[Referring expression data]
:::::

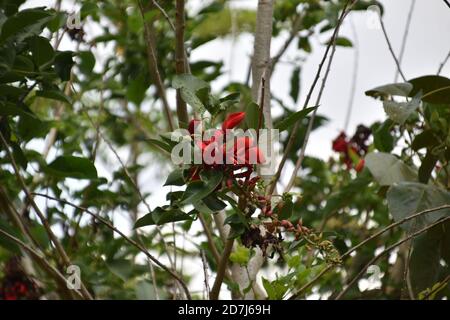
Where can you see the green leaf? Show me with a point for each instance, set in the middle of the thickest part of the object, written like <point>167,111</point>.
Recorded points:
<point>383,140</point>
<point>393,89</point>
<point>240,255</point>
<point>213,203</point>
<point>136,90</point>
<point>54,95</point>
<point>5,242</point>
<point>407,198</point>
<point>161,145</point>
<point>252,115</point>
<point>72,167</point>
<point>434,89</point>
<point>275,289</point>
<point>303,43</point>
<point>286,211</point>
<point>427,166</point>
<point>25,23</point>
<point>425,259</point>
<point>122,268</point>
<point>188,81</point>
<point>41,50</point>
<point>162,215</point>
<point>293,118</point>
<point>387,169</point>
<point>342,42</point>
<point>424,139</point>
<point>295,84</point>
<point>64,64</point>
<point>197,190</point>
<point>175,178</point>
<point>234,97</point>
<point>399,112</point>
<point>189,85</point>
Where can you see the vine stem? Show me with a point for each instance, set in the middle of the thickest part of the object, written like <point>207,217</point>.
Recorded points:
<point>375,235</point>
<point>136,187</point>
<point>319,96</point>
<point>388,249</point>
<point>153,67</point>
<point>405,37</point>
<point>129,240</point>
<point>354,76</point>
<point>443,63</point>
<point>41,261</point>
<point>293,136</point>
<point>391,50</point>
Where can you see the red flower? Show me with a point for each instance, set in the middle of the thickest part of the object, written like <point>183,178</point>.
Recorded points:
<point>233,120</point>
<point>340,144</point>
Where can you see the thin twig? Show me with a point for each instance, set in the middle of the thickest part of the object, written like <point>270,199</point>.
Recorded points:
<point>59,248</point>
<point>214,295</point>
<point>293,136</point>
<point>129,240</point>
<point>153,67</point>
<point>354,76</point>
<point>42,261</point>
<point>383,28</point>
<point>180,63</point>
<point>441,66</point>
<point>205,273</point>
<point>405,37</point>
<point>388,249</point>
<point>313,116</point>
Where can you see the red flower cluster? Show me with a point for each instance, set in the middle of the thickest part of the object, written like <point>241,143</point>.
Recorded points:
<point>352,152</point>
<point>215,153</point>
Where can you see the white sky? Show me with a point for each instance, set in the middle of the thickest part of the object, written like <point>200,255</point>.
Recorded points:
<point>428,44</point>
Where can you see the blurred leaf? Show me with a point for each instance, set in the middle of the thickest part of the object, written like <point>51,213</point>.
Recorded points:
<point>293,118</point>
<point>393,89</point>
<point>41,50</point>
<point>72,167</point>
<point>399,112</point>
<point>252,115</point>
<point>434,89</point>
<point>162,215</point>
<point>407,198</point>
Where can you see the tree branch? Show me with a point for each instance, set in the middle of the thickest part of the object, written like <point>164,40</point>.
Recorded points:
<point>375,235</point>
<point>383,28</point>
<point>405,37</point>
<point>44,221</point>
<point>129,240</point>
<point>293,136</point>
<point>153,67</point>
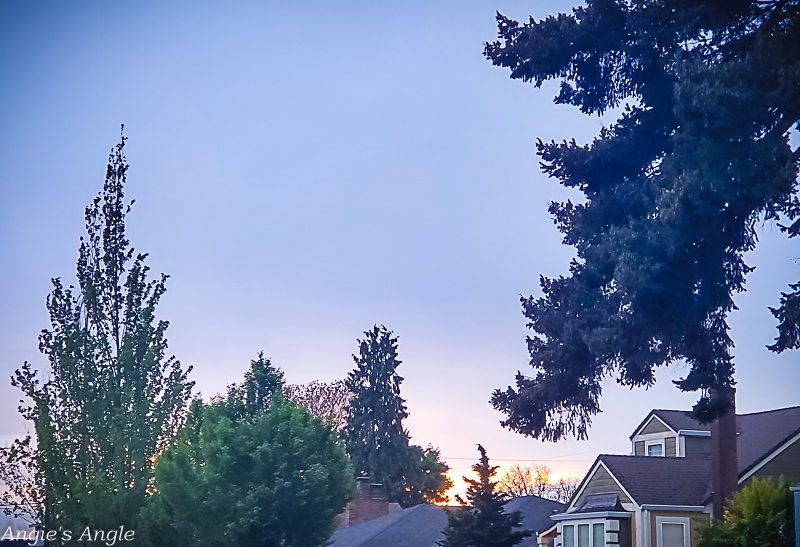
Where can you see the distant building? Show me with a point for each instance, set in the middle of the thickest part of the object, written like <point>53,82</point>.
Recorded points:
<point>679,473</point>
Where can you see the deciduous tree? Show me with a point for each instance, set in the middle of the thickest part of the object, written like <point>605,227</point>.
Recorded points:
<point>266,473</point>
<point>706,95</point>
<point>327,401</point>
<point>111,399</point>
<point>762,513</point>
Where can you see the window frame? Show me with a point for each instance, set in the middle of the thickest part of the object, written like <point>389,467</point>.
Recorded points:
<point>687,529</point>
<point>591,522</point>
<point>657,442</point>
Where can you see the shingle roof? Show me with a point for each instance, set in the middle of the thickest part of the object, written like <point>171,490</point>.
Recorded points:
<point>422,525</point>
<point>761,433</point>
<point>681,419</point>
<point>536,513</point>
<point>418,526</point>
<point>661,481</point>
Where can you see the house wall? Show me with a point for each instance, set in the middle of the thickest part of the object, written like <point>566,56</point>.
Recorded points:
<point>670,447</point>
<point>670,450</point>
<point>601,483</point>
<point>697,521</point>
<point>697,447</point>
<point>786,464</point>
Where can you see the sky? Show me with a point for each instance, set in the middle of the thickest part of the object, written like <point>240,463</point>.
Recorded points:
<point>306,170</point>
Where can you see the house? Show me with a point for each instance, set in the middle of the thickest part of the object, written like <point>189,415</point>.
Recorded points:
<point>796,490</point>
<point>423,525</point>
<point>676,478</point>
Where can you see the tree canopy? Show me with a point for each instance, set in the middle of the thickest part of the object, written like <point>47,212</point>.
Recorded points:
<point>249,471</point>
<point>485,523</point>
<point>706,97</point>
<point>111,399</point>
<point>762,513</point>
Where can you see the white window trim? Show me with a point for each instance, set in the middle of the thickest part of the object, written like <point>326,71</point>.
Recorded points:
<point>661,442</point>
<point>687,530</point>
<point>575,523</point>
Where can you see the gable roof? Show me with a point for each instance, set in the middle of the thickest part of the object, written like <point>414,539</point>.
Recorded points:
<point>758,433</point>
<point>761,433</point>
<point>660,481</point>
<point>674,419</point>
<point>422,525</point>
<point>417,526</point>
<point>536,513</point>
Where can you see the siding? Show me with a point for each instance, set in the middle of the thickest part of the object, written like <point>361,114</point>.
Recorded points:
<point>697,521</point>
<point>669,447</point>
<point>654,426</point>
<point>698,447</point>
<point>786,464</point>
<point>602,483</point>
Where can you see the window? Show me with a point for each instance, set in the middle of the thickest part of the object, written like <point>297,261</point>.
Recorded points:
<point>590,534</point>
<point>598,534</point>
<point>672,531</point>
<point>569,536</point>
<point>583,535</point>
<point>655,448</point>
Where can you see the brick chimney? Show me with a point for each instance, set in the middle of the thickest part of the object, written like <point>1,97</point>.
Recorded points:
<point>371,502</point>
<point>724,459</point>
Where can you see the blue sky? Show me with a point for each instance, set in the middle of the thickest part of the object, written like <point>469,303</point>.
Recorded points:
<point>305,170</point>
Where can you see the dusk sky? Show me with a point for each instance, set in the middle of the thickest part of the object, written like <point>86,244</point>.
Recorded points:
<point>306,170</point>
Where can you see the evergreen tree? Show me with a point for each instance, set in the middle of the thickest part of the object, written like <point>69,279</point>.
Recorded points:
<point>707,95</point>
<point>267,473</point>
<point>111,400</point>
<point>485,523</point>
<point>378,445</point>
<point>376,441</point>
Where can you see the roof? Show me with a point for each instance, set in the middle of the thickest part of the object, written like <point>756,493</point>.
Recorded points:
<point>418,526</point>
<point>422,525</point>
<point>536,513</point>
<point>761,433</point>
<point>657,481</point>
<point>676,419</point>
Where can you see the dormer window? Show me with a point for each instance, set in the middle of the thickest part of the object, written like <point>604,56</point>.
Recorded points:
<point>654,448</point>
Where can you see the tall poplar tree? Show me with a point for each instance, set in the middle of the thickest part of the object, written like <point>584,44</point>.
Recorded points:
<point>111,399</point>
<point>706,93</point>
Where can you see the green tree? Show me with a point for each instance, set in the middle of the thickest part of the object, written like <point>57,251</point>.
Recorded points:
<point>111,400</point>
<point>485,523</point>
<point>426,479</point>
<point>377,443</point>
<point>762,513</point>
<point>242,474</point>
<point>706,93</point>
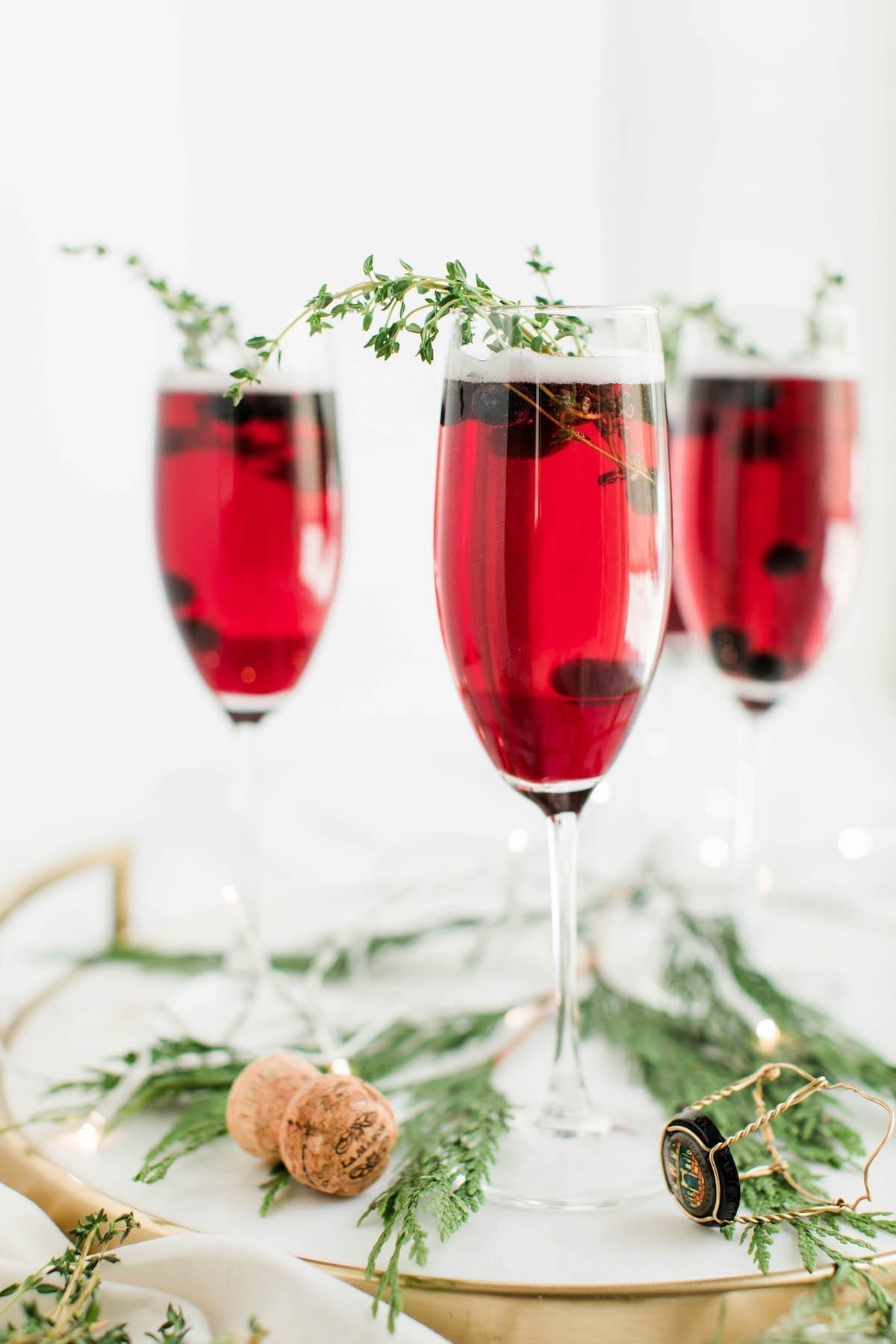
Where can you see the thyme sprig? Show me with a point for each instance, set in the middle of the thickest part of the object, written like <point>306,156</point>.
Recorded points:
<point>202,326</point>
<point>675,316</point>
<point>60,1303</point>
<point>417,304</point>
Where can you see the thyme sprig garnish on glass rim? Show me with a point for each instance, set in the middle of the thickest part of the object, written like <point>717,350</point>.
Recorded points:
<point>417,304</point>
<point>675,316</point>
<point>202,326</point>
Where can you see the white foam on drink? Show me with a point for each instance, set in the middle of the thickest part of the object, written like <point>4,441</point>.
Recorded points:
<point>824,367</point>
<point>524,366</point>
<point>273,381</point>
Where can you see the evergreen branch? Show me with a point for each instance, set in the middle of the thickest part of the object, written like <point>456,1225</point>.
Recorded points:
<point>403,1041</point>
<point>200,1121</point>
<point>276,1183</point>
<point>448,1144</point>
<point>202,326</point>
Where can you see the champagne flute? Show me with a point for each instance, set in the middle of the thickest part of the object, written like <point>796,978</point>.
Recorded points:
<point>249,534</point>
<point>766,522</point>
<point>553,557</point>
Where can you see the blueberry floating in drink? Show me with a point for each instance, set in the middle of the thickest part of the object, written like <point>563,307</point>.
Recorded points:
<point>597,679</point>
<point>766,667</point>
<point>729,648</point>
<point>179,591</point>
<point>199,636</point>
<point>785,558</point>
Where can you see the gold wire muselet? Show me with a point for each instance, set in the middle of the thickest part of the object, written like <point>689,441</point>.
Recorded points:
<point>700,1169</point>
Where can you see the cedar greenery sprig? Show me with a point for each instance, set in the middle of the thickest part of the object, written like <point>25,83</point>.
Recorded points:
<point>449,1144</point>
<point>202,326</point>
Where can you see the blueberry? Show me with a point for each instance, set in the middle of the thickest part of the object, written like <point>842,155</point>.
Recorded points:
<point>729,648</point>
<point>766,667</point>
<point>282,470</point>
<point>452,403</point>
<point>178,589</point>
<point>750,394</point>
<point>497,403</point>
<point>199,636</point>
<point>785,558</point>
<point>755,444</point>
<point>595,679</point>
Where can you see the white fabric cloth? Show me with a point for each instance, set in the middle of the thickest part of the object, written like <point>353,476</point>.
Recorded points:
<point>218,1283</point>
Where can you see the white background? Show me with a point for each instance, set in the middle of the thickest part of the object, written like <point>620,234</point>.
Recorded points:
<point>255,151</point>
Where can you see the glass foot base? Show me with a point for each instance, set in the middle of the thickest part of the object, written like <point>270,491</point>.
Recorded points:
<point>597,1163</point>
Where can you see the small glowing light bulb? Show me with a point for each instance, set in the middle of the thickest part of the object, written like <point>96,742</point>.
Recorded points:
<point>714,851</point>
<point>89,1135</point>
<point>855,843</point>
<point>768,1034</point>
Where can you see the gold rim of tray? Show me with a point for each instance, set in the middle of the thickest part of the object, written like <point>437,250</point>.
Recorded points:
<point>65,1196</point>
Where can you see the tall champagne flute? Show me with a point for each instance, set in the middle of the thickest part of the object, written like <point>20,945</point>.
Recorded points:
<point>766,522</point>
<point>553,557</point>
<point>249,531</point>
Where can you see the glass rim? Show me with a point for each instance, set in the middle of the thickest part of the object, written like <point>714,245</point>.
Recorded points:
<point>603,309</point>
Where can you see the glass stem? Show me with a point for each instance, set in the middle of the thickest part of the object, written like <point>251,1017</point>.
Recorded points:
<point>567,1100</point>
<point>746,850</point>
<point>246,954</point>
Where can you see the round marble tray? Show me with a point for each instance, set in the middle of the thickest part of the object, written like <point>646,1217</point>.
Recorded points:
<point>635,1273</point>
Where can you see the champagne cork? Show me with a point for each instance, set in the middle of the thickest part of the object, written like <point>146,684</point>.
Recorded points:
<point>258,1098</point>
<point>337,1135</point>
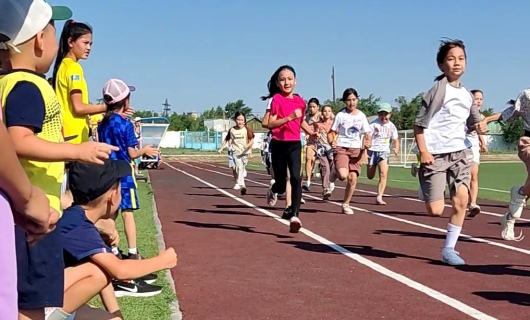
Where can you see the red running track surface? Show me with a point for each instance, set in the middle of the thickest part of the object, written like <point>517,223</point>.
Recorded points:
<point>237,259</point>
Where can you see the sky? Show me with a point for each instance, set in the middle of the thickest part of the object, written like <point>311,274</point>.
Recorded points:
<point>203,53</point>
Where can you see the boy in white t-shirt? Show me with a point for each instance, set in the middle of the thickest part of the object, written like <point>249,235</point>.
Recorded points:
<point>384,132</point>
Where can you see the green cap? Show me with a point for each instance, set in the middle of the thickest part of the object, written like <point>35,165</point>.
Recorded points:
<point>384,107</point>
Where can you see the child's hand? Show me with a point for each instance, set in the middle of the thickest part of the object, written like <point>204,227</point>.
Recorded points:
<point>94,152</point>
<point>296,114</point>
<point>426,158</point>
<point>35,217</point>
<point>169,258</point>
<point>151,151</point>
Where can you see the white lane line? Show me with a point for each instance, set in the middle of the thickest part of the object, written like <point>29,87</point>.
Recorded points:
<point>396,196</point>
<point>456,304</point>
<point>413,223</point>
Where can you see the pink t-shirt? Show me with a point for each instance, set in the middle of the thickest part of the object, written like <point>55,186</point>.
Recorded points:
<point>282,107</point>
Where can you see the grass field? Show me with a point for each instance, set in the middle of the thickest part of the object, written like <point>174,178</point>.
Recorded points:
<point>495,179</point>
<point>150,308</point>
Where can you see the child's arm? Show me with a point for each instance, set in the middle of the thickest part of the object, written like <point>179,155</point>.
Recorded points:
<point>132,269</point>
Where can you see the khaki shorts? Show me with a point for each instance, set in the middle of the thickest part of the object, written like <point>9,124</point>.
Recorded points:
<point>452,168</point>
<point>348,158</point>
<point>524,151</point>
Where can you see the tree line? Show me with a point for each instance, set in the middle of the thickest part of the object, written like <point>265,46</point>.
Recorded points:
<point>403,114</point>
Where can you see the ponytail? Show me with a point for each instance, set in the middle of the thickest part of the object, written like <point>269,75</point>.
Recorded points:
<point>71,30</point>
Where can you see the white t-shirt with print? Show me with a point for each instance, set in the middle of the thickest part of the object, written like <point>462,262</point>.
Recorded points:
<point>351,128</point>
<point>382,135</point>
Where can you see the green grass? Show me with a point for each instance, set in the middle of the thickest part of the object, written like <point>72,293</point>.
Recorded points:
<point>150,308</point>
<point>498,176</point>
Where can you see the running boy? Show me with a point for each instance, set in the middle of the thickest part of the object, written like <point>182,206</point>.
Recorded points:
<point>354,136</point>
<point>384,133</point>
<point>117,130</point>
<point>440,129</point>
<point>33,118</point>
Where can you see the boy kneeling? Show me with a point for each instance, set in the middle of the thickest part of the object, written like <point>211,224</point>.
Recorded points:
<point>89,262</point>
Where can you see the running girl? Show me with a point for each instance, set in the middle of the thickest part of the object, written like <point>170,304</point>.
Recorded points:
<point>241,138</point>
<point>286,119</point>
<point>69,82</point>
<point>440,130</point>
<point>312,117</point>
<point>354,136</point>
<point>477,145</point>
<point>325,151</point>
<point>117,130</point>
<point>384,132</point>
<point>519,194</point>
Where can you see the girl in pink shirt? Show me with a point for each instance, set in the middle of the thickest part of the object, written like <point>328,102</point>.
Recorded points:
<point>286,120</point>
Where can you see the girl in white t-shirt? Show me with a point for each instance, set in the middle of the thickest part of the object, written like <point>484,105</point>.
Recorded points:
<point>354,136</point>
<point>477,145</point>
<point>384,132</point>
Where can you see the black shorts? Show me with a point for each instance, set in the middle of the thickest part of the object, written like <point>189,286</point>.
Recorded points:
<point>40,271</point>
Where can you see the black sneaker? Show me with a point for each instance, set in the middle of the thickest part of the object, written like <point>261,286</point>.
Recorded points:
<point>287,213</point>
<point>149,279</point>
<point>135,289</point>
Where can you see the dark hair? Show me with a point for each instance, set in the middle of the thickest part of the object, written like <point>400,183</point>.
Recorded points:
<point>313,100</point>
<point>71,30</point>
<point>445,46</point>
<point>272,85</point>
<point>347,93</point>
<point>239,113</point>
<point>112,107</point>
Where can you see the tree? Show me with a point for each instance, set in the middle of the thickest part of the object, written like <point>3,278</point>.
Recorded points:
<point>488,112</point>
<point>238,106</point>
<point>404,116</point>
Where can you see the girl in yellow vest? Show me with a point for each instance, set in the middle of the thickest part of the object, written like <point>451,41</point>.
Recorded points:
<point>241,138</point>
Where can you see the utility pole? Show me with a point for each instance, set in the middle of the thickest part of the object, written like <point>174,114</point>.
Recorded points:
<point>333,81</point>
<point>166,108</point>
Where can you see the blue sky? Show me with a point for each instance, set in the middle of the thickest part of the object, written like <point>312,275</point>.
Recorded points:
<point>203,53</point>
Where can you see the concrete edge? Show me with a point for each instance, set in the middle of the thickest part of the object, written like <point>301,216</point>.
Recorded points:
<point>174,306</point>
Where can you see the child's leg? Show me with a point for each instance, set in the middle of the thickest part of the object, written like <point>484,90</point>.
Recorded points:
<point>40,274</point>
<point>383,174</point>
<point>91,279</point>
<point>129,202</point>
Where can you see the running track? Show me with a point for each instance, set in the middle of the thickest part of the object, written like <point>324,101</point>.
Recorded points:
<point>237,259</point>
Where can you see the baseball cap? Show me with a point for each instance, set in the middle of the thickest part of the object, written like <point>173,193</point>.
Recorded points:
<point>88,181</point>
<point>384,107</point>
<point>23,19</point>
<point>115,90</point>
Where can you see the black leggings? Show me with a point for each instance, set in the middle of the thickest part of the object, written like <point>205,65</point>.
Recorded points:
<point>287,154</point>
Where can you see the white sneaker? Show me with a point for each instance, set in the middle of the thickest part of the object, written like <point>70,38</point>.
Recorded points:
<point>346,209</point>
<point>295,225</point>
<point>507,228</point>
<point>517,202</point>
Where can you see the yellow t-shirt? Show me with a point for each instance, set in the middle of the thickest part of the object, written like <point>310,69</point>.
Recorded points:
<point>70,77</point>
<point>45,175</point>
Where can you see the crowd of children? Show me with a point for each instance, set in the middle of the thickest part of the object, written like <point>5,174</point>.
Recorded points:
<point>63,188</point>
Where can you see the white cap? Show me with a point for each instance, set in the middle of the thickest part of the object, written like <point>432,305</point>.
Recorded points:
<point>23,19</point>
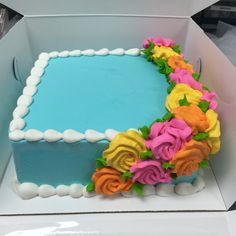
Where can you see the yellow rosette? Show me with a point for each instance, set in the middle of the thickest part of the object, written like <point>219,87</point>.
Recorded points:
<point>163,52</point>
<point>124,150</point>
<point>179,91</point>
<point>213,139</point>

:::::

The word is "stem". Copy every line above where it appears.

> Answer to this task:
Where can you see the vine stem? Show me with a point for each instance, set in the middle of the thickest part of the object, written like <point>207,217</point>.
Where can you see the glass stem? Show me with a point for each instance, set in the middle of the thickest part of the object, written like <point>251,1017</point>.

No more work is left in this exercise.